--- START OF AVAILABLE DATA ---

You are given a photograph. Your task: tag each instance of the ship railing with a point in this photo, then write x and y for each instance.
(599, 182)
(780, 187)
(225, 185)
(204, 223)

--- END OF AVAILABLE DATA ---

_PROBLEM REQUIREMENTS_:
Rewrite the entries above with "ship railing" swapped out for "deck railing", leaving everything else the same.

_RESPONSE BELOW_:
You are given a photograph. Your task: tag each instance of the deck railing with a point in this photo, then write x and y for each instance.
(599, 182)
(780, 187)
(225, 185)
(204, 223)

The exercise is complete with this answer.